### Data to use
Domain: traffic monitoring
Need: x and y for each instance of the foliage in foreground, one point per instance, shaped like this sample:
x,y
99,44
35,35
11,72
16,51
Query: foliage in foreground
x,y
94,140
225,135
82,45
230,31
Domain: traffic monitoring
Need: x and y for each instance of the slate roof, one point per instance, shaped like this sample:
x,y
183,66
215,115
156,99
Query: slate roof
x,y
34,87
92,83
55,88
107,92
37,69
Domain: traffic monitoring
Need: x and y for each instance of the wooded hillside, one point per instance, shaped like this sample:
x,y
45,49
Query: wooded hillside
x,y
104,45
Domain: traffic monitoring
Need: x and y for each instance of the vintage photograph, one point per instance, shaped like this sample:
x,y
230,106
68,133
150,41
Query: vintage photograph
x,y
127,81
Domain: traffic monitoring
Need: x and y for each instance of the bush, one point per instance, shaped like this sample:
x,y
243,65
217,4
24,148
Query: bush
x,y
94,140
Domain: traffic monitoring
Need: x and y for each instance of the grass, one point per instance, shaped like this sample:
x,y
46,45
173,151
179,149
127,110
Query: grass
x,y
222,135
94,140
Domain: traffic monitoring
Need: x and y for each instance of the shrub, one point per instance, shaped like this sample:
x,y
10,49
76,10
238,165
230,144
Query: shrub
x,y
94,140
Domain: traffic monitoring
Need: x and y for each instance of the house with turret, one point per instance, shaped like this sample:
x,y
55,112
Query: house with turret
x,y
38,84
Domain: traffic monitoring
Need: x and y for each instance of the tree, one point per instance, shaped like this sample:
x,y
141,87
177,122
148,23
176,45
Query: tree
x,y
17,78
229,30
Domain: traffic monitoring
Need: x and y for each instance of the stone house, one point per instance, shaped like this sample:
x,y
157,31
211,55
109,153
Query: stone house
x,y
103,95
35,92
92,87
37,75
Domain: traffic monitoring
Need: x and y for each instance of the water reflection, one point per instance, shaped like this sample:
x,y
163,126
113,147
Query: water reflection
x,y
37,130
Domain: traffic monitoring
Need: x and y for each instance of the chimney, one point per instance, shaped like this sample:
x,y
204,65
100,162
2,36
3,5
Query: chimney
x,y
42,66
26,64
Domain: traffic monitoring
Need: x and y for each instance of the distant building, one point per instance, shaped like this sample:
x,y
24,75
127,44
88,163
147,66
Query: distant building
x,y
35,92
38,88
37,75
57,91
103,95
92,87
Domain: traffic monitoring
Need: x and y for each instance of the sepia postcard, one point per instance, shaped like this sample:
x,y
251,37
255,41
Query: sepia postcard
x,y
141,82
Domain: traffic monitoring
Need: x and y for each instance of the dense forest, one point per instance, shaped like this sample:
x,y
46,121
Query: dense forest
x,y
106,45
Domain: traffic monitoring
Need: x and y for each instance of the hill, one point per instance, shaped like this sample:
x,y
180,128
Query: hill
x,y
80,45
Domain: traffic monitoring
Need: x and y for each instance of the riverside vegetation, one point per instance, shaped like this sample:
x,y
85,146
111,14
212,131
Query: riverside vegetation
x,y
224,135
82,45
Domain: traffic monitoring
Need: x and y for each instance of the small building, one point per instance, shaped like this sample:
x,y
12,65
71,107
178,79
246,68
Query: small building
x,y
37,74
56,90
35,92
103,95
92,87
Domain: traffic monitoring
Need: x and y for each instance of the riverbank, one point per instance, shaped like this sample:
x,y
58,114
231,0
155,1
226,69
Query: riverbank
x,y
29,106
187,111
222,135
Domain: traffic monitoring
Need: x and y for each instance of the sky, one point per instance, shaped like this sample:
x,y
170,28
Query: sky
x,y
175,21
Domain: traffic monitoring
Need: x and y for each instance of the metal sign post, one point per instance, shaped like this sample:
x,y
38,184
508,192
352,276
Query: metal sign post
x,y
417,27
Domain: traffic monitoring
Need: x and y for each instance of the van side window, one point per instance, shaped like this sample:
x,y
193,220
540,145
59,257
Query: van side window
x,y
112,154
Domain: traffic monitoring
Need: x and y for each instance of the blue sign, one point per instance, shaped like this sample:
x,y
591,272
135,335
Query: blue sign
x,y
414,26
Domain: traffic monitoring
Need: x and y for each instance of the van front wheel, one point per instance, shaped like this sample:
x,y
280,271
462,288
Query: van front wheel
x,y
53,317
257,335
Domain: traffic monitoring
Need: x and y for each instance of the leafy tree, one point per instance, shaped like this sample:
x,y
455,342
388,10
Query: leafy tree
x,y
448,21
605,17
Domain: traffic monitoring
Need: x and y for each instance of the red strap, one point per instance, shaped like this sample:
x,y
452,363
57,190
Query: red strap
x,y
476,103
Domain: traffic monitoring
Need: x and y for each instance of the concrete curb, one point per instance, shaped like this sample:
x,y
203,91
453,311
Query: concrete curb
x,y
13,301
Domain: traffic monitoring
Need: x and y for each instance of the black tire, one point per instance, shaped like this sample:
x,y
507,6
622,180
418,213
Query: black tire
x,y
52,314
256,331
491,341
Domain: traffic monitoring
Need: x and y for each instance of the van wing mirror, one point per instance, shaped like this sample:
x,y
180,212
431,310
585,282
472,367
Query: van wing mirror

### Your objective
Copy every record above exactly as it appears.

### Result of this exercise
Domain: traffic monitoring
Need: x and y for each instance of the foliage in foreground, one point per instance, shaped like this sample:
x,y
99,44
35,35
11,72
16,51
Query: foliage in foreground
x,y
94,140
225,135
82,45
230,31
Domain: traffic monitoring
Need: x and y for each instance of the slate roof, one point per instance, shaped like this sample:
x,y
183,66
215,115
156,99
Query: slate roof
x,y
34,87
92,83
55,88
107,92
37,69
Domain: traffic monitoring
Need: x and y for each instance of the wooded hillside, one point per instance, shaped like this sample:
x,y
45,49
Query: wooded hillside
x,y
104,45
Domain: traffic monitoring
Need: x and y for each instance of the vintage photograph, one point per instance, shaped like this sample:
x,y
230,106
68,133
150,41
Query: vintage photograph
x,y
127,81
Domain: traffic monitoring
Need: x and y for each instance of the bush, one point per instance, shaped like this sample:
x,y
243,65
217,4
24,148
Query: bush
x,y
94,140
Domain: traffic monitoring
Need: x and y for each instance of the grass, one point per instance, shaped like this sample:
x,y
46,45
173,151
179,149
127,110
Query: grass
x,y
222,135
94,140
Domain: traffic monitoring
Need: x and y for each instance of the shrub, one point per instance, shaped like this sample:
x,y
10,49
76,10
238,165
230,144
Query: shrub
x,y
94,140
Domain: traffic monitoring
Need: x and y for each instance of the house with turret, one point per instance, shaped like this sample:
x,y
55,112
Query: house with turret
x,y
38,84
Domain: traffic monitoring
Need: x and y for each instance of the tree, one point per instance, shaped like this sample:
x,y
141,87
177,122
148,23
176,45
Query: tree
x,y
17,78
229,30
Domain: traffic monitoring
Need: x and y for each instance of the stone house, one point per instance, shaped like this sample:
x,y
157,31
211,55
109,153
Query: stone house
x,y
103,95
35,92
92,87
37,75
Domain: traffic monitoring
Need: x and y for each instance of the water reflection, one point per instance, shaped like this sample:
x,y
163,126
113,147
Query: water reflection
x,y
37,130
Domain: traffic monitoring
Need: x and y for each instance of the chimney, one point per instance, shaped like this sample:
x,y
204,65
100,162
2,36
3,5
Query: chimney
x,y
42,66
26,64
Domain: traffic monitoring
Need: x and y for each instance of the distant building, one point per instance, shaped like this sample:
x,y
24,75
127,44
88,163
147,66
Query: distant building
x,y
35,92
38,88
37,75
57,91
103,95
92,87
Domain: traffic monitoring
Need: x and y for each instance of the sepia postcard, one point per instance, shaped like this sample:
x,y
251,37
255,41
Query: sepia postcard
x,y
141,82
Domain: traffic monitoring
Need: x and y for each instance of the dense forest, one point per instance, shaped like this sample:
x,y
46,121
Query: dense forest
x,y
106,45
Domain: traffic monitoring
Need: x and y for each instance of the hill, one point per instance, shaped like this sample:
x,y
180,128
Query: hill
x,y
80,45
Domain: traffic monitoring
Need: x and y for each instance of the riverside vegetation, one point per instance, shaped like this sample:
x,y
85,146
111,14
212,131
Query: riverside vegetation
x,y
224,135
82,45
Domain: traffic monitoring
Need: x and y for each instance of the small building, one point per instance, shaped like this sample:
x,y
12,65
71,107
178,79
246,68
Query: small building
x,y
37,74
56,90
35,92
103,95
92,87
Domain: traffic monitoring
Need: x and y for each instance of the riverbank, one point per instance, shaped like this sample:
x,y
58,114
231,0
155,1
226,69
Query: riverbank
x,y
29,106
187,111
222,135
Domain: traffic monitoring
Need: x and y for each instance of the sky, one point per instance, shaped like this sample:
x,y
170,28
Query: sky
x,y
175,21
Domain: traffic monitoring
Need: x and y for each instance of the metal sign post, one point per instance, shaped like this sample:
x,y
38,184
508,192
352,276
Query: metal sign post
x,y
417,27
Domain: traffic monitoring
Need: x and y for each instance of the van side window, one point per instance, shaped like this sample:
x,y
193,220
540,145
59,257
Query: van side window
x,y
112,154
Domain: traffic monitoring
Need: x and y for each instance of the blue sign, one point per instance, shaped like this sample:
x,y
591,272
135,335
Query: blue sign
x,y
414,26
Domain: traffic monitoring
Need: x and y for each instance of the van front wheel, one point per instance, shaped like this sample:
x,y
280,271
462,288
Query: van front wheel
x,y
53,317
257,335
Domain: traffic monitoring
Need: x and y for each instance of the leafy tree, one point per instance, shaped like this sample:
x,y
455,342
388,10
Query: leafy tree
x,y
448,21
605,17
Domain: traffic monitoring
Need: x and y for each instance of the red strap, one point per instance, shaped like this sample:
x,y
452,363
57,190
Query: red strap
x,y
476,103
Domain: traffic monitoring
Need: x and y for each instance of the concrete curb, one point per instance, shaped like this sample:
x,y
203,91
453,311
Query: concrete curb
x,y
13,301
Domain: traffic monitoring
Need: x and y for each instance of the black tire, one point per instance, shaped like this sample:
x,y
507,6
622,180
418,213
Query: black tire
x,y
52,314
256,331
491,341
Domain: traffic monitoring
Need: x and y for each instance of the van wing mirror, one point per instance, shaped like this sample:
x,y
180,212
431,310
585,282
472,367
Query: van wing mirror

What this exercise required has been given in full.